> **Written task**: Pick out each line of the records that contains the string "Target", matching its capitalization.

> **Records shown**:

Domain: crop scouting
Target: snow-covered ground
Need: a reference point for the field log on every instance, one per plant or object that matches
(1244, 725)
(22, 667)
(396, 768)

---

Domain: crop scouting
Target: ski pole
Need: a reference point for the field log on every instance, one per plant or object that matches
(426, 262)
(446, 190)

> **Answer to the exercise**:
Target: snow-covered ground
Target: ski pole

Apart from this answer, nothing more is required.